» Stored rows:
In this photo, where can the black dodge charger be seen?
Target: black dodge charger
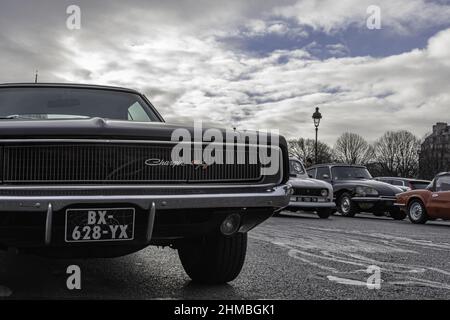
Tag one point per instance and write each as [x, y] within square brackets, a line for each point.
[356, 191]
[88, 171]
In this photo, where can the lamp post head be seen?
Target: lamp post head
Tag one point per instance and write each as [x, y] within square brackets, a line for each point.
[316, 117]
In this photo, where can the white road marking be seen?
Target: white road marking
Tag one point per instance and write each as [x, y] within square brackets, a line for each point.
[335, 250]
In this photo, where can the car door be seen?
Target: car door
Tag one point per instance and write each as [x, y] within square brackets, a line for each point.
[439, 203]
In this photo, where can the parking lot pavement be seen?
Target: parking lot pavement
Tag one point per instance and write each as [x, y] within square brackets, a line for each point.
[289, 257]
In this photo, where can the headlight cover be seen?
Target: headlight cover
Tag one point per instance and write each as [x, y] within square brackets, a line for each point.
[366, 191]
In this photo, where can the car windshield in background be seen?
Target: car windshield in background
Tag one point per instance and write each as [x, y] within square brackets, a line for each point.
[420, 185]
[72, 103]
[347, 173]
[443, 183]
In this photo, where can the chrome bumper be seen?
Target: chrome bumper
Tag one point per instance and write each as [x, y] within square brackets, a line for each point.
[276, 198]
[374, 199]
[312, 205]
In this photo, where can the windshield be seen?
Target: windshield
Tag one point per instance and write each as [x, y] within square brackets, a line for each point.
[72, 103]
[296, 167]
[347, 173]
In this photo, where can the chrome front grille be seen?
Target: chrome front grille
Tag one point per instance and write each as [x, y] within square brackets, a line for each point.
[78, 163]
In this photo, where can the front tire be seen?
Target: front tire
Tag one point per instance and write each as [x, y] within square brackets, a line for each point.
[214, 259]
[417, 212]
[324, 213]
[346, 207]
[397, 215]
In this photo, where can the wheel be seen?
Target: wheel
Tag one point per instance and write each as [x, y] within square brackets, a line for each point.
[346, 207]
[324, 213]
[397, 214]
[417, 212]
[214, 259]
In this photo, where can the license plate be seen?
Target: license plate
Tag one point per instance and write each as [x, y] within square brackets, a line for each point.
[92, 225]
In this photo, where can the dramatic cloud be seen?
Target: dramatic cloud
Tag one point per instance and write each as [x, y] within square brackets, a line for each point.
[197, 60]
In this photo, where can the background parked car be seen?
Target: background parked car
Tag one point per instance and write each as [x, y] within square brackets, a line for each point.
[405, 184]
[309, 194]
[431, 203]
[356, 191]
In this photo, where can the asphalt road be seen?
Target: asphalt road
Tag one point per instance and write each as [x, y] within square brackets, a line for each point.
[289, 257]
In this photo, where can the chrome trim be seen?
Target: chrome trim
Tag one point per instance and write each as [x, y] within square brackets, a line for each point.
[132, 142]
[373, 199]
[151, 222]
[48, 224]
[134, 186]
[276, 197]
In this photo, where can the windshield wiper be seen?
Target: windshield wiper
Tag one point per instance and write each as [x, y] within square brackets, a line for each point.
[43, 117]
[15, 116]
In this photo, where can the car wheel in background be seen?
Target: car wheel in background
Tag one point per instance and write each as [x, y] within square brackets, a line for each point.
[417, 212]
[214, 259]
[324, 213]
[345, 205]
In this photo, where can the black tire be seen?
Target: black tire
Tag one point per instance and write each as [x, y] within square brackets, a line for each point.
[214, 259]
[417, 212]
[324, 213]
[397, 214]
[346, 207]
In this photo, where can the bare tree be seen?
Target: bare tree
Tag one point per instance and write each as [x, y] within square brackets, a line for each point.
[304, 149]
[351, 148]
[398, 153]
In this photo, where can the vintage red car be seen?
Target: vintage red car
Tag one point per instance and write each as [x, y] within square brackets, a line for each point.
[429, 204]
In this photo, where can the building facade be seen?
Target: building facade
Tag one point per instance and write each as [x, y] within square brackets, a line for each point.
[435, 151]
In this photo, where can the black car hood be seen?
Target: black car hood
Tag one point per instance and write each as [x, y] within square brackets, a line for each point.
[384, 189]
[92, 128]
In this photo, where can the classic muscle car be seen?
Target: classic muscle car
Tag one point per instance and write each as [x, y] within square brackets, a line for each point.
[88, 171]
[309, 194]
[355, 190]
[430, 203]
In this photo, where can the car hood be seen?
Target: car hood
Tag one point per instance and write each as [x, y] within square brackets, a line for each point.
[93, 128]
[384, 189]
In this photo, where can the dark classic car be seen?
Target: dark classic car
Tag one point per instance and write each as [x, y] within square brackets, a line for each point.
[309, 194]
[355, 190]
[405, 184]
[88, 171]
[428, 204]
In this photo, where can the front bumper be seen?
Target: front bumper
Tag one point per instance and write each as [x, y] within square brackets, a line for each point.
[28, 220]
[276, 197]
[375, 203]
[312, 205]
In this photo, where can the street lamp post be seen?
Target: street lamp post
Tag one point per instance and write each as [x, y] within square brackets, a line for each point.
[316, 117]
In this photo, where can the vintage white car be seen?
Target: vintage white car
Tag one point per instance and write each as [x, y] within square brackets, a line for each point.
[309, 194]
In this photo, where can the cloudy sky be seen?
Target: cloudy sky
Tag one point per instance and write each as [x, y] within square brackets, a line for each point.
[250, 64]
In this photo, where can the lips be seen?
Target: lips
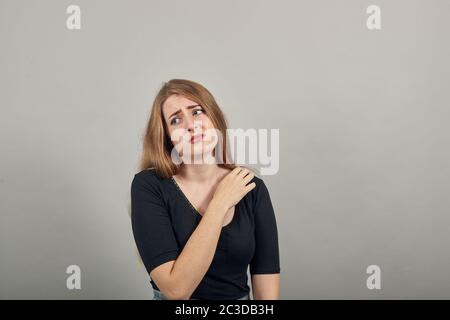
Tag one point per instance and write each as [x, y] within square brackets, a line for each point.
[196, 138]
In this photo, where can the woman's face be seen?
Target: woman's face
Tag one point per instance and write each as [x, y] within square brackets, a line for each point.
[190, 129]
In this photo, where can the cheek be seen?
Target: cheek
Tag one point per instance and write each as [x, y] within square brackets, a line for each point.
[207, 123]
---
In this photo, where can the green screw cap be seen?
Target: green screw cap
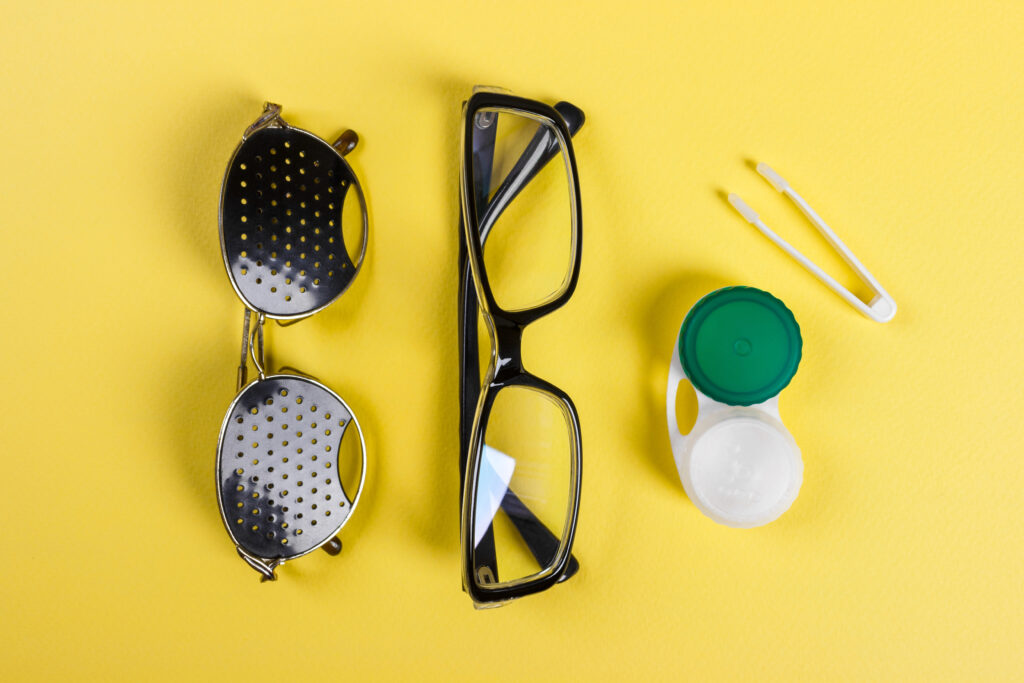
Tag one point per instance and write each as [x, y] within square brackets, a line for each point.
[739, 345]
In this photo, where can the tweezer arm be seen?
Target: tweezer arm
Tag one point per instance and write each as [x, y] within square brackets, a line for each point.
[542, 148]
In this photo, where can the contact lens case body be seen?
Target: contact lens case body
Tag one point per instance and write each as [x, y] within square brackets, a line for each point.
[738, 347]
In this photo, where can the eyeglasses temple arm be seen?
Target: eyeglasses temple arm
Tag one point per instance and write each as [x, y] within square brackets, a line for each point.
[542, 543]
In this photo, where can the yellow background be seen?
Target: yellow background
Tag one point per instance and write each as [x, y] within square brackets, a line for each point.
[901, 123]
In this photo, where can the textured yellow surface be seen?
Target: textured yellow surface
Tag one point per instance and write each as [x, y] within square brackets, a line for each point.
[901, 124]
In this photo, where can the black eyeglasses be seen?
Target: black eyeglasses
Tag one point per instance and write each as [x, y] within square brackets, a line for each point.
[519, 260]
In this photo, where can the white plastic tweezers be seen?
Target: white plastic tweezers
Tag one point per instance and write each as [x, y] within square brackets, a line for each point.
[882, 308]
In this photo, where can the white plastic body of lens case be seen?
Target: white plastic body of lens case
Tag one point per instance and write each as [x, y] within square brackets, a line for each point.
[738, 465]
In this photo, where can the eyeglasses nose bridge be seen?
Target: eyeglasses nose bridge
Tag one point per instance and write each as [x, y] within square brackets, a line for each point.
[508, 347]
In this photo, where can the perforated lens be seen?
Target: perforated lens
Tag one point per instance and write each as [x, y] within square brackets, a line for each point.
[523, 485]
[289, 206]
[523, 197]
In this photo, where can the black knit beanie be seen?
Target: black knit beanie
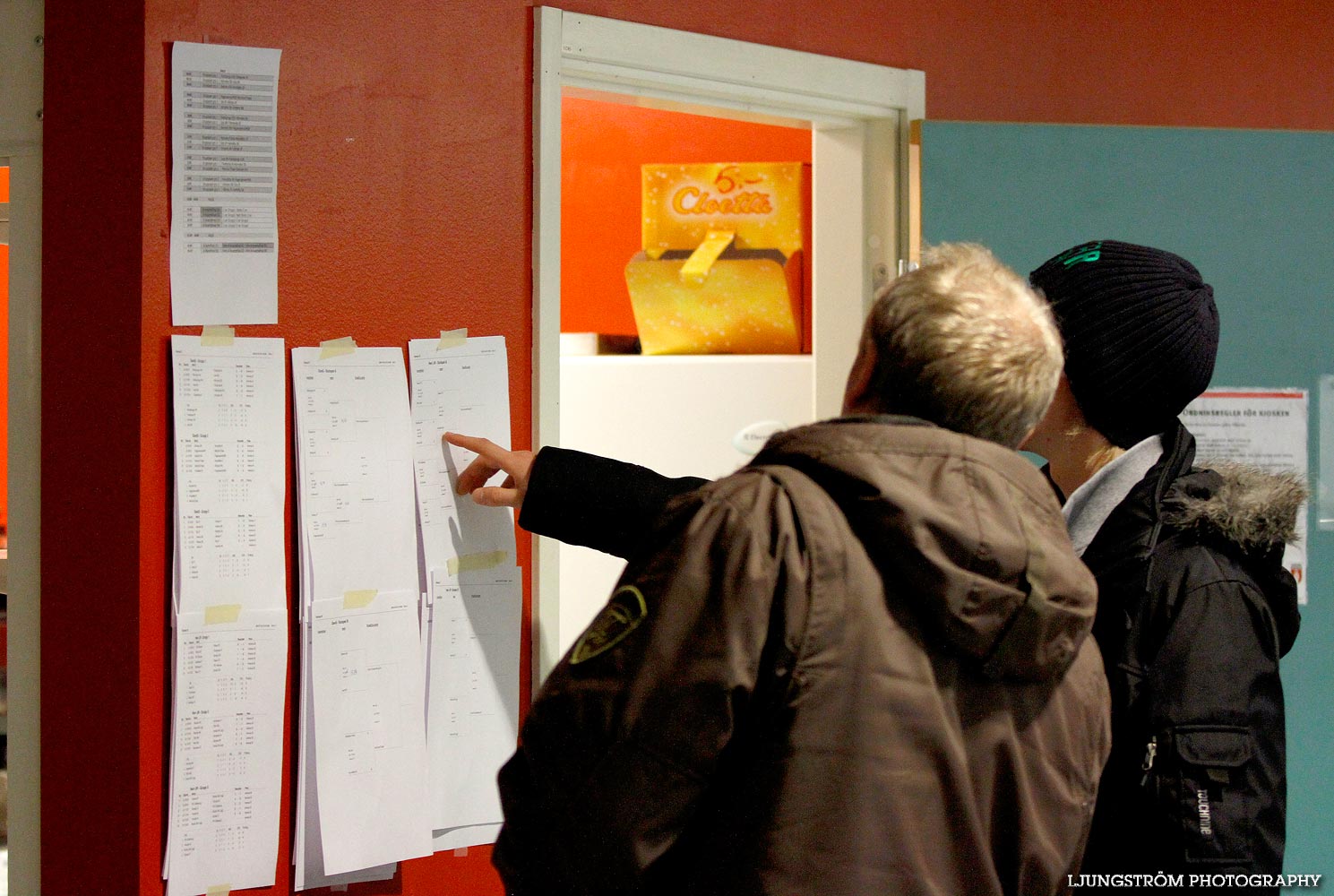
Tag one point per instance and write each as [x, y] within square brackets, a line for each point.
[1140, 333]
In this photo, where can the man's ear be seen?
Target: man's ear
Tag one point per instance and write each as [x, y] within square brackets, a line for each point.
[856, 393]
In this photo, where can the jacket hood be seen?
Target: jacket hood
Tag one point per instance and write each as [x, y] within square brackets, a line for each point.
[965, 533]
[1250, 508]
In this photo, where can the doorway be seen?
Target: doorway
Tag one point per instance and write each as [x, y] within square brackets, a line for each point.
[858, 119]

» Given instruction: Go through the entries above and copy each line that contains the string "building". The match is case-sensitive.

» Final result:
In this photo, where can the building facade be seen?
Target: building facade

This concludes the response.